** START **

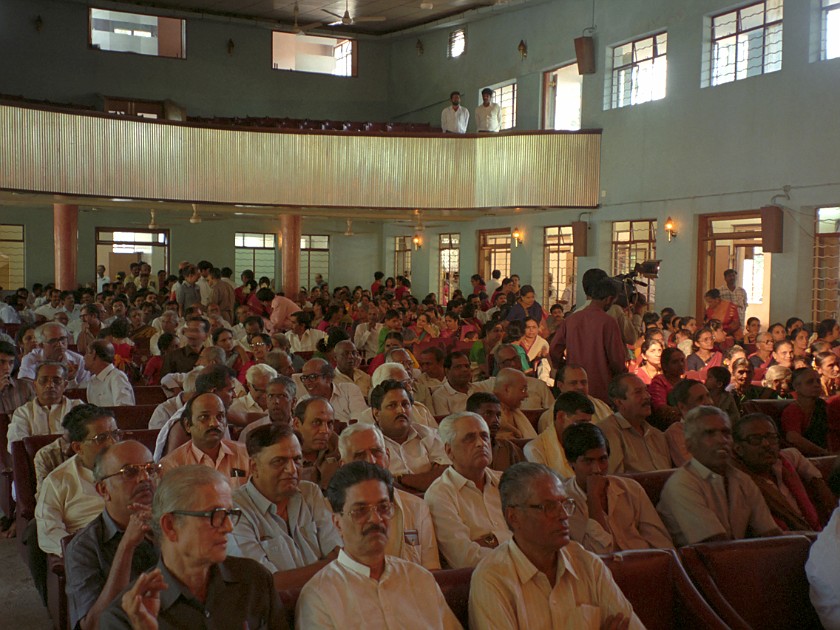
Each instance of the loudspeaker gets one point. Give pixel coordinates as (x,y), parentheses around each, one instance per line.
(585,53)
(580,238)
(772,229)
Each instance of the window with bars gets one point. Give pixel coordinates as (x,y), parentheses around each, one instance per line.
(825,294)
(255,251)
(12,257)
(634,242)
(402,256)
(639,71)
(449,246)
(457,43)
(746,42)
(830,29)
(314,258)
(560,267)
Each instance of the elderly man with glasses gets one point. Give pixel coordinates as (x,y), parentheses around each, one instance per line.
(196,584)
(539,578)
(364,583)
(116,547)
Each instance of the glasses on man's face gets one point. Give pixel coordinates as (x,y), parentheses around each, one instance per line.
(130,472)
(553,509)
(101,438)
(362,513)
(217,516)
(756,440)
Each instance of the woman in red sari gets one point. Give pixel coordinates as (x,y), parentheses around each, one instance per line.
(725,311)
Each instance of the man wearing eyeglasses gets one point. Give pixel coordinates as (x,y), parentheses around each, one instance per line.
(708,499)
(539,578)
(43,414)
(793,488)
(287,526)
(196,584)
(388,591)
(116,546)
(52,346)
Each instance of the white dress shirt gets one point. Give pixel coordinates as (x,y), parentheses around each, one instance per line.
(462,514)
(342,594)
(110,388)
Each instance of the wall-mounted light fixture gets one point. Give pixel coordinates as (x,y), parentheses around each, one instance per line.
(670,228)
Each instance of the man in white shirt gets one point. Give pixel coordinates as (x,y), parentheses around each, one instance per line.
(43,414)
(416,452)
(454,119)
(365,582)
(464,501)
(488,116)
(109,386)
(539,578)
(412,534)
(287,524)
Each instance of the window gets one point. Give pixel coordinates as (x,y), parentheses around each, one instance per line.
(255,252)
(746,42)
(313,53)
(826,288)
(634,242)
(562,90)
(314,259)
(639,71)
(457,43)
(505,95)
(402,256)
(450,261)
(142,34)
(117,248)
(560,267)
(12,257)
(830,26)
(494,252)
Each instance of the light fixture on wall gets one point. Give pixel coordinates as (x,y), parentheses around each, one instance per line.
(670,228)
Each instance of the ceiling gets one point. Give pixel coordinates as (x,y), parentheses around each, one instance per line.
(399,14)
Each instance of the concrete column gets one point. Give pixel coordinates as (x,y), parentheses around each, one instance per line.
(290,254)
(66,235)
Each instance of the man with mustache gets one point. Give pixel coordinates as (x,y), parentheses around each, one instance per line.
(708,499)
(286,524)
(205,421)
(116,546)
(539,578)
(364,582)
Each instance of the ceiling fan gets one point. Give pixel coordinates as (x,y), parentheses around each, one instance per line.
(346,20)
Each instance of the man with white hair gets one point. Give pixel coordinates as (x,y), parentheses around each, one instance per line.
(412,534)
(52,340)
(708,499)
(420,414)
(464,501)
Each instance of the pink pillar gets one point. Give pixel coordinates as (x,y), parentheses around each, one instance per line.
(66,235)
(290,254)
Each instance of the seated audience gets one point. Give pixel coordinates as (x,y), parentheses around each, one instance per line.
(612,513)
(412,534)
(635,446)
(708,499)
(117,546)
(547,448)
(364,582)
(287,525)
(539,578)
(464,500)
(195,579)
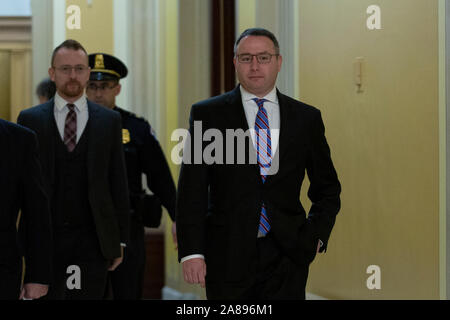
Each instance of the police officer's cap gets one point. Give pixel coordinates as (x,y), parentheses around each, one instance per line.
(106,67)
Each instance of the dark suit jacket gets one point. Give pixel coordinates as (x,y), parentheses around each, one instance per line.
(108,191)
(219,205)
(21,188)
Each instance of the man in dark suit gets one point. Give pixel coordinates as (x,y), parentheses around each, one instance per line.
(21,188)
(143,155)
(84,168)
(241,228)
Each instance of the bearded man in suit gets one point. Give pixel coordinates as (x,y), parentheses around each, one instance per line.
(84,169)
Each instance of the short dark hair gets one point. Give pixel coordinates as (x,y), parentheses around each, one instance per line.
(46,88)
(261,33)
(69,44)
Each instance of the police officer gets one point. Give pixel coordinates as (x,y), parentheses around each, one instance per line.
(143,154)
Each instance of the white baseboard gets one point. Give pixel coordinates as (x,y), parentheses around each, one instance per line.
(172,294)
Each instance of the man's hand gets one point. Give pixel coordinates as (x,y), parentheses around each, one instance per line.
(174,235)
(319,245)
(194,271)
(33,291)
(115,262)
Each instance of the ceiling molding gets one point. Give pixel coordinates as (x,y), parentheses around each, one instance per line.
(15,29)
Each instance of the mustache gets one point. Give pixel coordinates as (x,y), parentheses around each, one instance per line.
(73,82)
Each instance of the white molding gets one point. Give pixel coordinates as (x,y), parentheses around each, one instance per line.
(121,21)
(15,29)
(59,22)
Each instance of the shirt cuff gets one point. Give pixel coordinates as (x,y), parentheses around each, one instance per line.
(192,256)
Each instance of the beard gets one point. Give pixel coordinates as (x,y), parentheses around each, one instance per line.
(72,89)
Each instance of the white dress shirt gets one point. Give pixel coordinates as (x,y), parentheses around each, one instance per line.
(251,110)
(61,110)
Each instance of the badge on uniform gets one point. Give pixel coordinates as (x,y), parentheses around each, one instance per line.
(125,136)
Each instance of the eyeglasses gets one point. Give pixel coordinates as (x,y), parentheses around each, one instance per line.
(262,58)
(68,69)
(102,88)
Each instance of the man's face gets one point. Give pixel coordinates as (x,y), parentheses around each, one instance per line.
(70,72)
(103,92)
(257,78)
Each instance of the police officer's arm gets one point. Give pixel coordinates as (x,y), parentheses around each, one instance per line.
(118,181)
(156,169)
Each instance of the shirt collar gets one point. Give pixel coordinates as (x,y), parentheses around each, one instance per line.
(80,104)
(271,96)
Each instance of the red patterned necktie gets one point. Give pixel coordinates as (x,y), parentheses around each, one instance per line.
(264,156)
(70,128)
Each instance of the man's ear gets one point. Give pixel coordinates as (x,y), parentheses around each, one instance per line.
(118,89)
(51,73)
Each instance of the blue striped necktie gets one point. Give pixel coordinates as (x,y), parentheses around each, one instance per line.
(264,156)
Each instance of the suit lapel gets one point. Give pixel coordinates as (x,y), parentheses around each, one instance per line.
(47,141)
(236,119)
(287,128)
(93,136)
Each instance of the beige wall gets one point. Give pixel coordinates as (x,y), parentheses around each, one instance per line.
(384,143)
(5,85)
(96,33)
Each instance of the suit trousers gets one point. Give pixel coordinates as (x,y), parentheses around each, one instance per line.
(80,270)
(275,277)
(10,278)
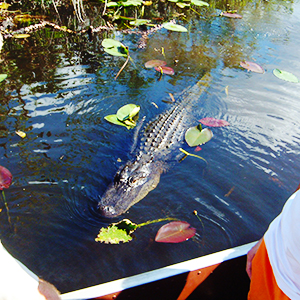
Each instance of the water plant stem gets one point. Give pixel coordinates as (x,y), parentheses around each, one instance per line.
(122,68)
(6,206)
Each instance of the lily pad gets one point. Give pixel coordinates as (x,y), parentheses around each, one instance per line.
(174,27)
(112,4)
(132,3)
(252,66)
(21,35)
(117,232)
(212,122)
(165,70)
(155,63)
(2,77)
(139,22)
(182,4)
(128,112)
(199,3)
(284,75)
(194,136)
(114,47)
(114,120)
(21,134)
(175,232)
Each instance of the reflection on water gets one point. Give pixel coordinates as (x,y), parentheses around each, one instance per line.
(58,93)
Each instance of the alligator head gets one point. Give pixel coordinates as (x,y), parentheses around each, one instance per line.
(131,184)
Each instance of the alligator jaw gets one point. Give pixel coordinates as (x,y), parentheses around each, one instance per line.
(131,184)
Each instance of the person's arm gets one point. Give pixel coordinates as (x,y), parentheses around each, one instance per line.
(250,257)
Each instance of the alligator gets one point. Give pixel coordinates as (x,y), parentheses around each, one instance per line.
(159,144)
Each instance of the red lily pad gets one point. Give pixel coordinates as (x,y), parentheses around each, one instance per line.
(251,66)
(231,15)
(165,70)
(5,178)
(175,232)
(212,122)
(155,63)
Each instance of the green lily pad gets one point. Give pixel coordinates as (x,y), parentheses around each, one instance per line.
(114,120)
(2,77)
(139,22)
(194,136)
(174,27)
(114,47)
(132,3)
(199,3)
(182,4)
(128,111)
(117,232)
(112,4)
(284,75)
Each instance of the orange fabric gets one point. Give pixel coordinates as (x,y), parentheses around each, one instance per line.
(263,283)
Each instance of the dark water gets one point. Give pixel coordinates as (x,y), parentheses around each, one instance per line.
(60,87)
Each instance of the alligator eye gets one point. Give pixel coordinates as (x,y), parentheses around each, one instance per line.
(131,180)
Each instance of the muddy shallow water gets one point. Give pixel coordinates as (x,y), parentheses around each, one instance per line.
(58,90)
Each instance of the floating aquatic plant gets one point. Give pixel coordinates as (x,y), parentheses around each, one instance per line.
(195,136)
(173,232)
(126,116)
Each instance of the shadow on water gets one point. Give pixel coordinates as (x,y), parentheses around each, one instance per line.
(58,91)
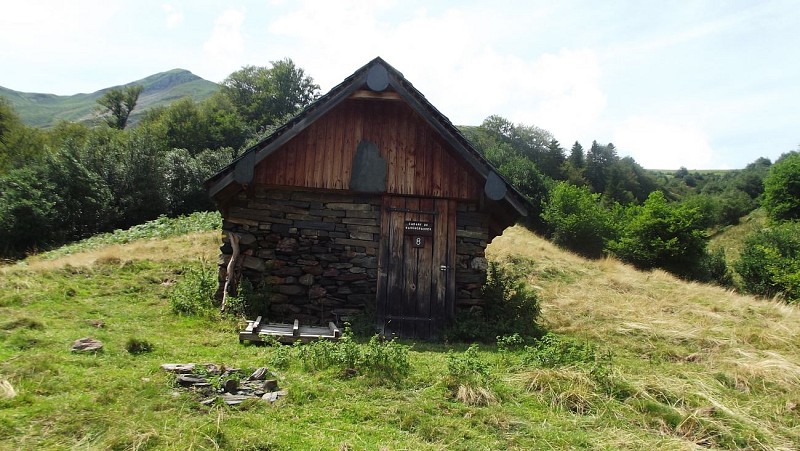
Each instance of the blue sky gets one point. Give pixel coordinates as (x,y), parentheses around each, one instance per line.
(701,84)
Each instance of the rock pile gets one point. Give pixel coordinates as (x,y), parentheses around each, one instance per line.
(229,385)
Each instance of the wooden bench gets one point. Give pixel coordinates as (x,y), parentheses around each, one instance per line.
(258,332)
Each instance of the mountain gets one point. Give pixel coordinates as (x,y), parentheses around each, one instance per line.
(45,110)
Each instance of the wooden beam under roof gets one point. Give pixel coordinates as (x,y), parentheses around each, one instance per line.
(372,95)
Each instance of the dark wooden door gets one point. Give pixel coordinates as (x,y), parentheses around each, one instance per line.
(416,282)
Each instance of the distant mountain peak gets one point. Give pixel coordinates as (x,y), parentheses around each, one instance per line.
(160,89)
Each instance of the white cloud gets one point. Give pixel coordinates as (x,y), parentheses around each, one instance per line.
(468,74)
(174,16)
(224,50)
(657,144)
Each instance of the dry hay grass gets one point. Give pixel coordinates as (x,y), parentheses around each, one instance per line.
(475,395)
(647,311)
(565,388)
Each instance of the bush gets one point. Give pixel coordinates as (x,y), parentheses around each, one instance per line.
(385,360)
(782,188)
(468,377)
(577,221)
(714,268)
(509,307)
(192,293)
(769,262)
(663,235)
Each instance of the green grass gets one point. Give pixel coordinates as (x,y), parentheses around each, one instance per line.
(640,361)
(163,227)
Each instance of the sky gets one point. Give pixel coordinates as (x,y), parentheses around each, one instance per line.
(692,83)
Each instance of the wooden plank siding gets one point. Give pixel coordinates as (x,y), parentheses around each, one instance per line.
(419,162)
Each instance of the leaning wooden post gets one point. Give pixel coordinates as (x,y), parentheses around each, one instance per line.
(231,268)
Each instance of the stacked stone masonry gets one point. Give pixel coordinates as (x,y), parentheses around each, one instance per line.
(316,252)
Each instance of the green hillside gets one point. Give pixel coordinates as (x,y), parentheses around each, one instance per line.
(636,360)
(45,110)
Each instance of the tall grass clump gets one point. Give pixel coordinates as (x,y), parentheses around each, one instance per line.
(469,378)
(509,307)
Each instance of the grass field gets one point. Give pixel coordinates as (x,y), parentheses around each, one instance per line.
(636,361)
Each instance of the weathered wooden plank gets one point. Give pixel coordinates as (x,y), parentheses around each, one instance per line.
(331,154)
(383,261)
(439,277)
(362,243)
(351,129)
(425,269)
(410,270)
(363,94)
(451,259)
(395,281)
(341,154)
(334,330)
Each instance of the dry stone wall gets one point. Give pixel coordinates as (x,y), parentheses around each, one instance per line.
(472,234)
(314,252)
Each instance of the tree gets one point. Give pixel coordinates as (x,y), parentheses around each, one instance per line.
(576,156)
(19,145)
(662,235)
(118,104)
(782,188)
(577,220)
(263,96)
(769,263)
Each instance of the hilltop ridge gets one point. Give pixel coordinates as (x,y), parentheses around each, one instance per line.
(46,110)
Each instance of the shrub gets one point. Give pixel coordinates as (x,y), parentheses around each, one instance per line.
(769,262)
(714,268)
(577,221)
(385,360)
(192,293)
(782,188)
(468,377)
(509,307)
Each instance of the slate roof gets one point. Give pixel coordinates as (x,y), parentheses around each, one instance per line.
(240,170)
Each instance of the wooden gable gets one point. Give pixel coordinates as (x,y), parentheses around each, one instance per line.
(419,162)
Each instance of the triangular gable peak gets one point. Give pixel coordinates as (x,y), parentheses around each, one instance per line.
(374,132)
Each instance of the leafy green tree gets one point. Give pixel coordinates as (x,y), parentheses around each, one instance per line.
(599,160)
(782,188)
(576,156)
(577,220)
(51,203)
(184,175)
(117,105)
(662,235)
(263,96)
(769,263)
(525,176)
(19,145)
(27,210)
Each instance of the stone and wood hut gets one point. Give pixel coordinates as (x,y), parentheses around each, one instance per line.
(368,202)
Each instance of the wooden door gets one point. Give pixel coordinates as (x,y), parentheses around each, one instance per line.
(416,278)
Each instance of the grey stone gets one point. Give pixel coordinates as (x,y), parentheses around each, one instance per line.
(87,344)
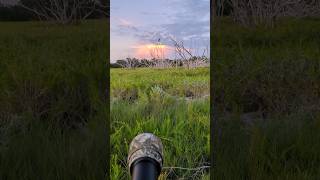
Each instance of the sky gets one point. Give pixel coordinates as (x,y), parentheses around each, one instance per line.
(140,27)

** END **

(REQUIRED WORK):
Nothing but the lines from the line containing "Each instance of the shrub" through the last line of the records above is to be extracted, exactly and with no pictures.

(TASK RESPONSE):
Each instance of the shrub gets one point. Give pixel coordinates as (x,y), parentheses around each, one instance per line.
(769,262)
(714,268)
(577,221)
(385,360)
(192,293)
(782,188)
(468,377)
(509,307)
Each instance of the slate roof gets one point. Give pixel coordinates as (x,y), parentheses around each, one instance per line.
(240,170)
Each instance of the wooden gable gets one point. Give pixel coordinates as (x,y), parentheses around each, one instance per line.
(419,162)
Each instance of the triangular gable peak gets one point. Give pixel coordinates as (x,y), parentheses around each, one instance per line.
(374,132)
Each instance of the leafy green tree gets one point. Give pixel coordinates as (x,y), parentheses around each, one instance per line.
(599,160)
(782,188)
(576,156)
(577,220)
(51,203)
(184,175)
(117,105)
(662,235)
(263,96)
(769,263)
(525,176)
(19,145)
(27,210)
Each instance of the stone and wood hut gets one point. Give pixel coordinates as (x,y), parentheses around each, one instance per line.
(368,202)
Each instance of the wooden door gets one point. Give pixel coordinates as (x,y), parentheses around each, one instance per line.
(416,278)
Each instance of the grey stone gets one point. Give pixel coordinates as (x,y), parentheses around each, one instance per line.
(87,344)
Each instance of the sky gets one point. Give pixel coordinates as (x,y), parentheses around each, one instance per line.
(140,27)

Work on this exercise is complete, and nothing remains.